» **TAREFA CURTA 1**:
Reproduza sem alterações estas linhas da listagem: comece na linha que contém "Where can you see the white lattice" e pare depois da linha que contém "point(992, 123)".

» **TRECHO DA PÁGINA**:
· · · · · · ·

O Guardador de Águas

Brincar com as palavras, com frases e fonemas, com estrutura e linhas, não é tarefa tão fácil assim. De todo modo, Manoel de Barros é um dos que sabe fazer isso com maestria. Em “O Guardador de Águas”, por meio de sua metalinguagem, o autor mistura substantivos com adjetivos, dando vida ao que antes não havia. Objetos inanimados ganham forma e tomam conta do espaço.

A primeira edição de O Guardador de Águas é de 1998, sendo que a edição que tive acesso data de 2017, publicada pela Alfaguara e que traz as marcas registradas do autor: sonoridade, combinações ousadas e neologismos.

A apresentação da obra explicita o que Manoel de Barros desejava:

Em O Guardador de Águas, Manoel de Barros duplica-se e cede a palavra a outro personagem, o Bernardo da Mata. Bernardo era empregado de sua fazenda e foi seu amigo de vida inteira. Em vários poemas, é Bernardo quem apresenta a fala primal da natureza que tanto caracteriza o poeta. Mas a poesia de Manoel não é ingênua, ela não ignora a teia estabelecida pela cultura. Ela desafia a lógica convencional, exercitando-se na metalinguagem. Este livro é feito de frases em mutação, que juntam as águas, o mato e os pequenos seres da mata. Mas não se deixem enganar: Manoel é muito maior que um “poeta pantaneiro”, expressão tantas vezes utilizada para defini-lo. É ele quem diz: “Não tenho em mente trazer contribuição para o acervo folclórico do Pantanal. Meu negócio é descascar as palavras, se possível, até a mais lírica semente delas”.

· · · · · · ·

» **DADOS FORNECIDOS**:
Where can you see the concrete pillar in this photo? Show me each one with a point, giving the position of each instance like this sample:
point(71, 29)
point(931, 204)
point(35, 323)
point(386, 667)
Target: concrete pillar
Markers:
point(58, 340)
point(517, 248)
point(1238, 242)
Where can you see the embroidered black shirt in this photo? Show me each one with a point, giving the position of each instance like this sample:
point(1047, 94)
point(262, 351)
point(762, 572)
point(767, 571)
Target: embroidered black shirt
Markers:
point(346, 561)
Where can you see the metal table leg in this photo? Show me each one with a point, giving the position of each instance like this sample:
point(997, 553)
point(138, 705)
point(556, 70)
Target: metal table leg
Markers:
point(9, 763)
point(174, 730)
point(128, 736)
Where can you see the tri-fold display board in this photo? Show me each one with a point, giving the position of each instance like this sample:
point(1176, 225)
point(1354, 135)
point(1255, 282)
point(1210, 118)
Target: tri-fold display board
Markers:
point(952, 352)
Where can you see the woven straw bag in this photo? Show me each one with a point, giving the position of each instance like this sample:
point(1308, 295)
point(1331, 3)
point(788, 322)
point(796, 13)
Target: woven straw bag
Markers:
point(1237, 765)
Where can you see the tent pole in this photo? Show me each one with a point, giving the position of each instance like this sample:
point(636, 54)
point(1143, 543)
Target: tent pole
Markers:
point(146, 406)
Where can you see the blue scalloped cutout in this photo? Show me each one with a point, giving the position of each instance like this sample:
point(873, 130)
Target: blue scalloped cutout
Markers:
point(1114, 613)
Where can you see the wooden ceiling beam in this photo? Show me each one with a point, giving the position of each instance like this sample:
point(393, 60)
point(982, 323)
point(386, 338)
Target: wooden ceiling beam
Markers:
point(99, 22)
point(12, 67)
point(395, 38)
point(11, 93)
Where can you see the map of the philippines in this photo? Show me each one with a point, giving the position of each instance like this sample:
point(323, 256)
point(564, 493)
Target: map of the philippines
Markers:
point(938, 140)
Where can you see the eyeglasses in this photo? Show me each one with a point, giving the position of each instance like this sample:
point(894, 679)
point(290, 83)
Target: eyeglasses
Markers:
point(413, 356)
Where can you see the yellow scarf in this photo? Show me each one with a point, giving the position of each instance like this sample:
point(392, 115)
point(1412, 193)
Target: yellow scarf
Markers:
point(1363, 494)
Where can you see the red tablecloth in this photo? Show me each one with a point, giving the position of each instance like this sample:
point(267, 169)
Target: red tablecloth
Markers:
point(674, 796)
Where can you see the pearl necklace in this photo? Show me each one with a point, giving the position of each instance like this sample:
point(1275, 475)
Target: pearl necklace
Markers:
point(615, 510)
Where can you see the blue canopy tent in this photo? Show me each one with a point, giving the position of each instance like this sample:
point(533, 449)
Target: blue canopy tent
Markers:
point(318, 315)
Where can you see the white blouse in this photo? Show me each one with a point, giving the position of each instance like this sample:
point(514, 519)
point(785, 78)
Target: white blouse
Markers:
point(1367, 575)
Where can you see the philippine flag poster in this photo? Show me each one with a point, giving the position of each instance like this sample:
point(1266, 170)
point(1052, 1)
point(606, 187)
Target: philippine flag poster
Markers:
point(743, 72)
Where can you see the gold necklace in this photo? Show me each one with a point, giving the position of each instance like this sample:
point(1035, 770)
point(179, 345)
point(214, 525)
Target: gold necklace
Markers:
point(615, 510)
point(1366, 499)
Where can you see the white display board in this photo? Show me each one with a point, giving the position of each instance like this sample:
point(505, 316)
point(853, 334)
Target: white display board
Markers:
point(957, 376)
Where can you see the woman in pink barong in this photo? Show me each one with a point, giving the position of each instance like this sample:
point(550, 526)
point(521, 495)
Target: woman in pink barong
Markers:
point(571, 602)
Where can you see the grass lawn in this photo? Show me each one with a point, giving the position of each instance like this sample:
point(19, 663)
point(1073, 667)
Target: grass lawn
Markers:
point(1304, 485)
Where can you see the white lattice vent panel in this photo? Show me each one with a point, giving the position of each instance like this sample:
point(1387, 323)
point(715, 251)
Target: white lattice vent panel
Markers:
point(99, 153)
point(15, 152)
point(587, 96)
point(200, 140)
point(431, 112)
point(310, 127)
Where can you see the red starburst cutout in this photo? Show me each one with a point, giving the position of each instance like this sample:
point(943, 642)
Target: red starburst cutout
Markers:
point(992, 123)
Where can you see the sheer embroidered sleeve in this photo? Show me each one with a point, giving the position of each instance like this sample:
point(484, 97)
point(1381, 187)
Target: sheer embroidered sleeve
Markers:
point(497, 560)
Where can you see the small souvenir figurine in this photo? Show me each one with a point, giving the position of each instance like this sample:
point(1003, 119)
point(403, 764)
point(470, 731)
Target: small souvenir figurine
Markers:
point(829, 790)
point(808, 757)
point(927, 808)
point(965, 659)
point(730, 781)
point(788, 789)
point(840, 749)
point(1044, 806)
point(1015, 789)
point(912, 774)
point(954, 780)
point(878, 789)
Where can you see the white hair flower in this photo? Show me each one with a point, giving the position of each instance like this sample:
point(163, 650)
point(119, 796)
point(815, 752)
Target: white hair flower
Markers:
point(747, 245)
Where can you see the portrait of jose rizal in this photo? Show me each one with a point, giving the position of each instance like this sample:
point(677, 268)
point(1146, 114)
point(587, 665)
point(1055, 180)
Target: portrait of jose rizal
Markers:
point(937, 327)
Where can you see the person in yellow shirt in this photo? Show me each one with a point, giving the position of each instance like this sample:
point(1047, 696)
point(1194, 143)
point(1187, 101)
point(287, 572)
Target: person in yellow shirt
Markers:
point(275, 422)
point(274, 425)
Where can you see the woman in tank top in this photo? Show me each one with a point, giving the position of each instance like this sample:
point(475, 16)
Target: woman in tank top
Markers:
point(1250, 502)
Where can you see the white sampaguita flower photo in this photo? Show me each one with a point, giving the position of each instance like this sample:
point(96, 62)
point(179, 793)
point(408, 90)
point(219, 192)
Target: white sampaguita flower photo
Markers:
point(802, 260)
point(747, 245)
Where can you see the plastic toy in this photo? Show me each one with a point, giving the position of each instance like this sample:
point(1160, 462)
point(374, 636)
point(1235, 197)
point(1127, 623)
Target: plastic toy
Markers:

· · · · · · ·

» **TAREFA CURTA 2**:
Responda com base no trecho sobre O Guardador de Águas:
(a) Em que ano saiu a primeira edição do livro?
(b) Que editora publicou a edição de 2017?
(c) Quem era Bernardo da Mata em relação a Manoel de Barros?

» **SOLUÇÃO DO PROBLEMA 1**:
Where can you see the white lattice vent panel in this photo? Show me each one with a point, giving the position of each instance like this sample:
point(1387, 323)
point(715, 251)
Target: white lattice vent panel
Markers:
point(99, 153)
point(15, 152)
point(587, 96)
point(200, 140)
point(431, 112)
point(310, 127)
Where can you see the red starburst cutout in this photo? Show me each one with a point, giving the position of each instance like this sample:
point(943, 642)
Target: red starburst cutout
Markers:
point(992, 123)

» **SOLUÇÃO DO PROBLEMA 2**:
(a) Em 1998.
(b) A Alfaguara.
(c) Era empregado da fazenda do poeta e foi seu amigo de vida inteira.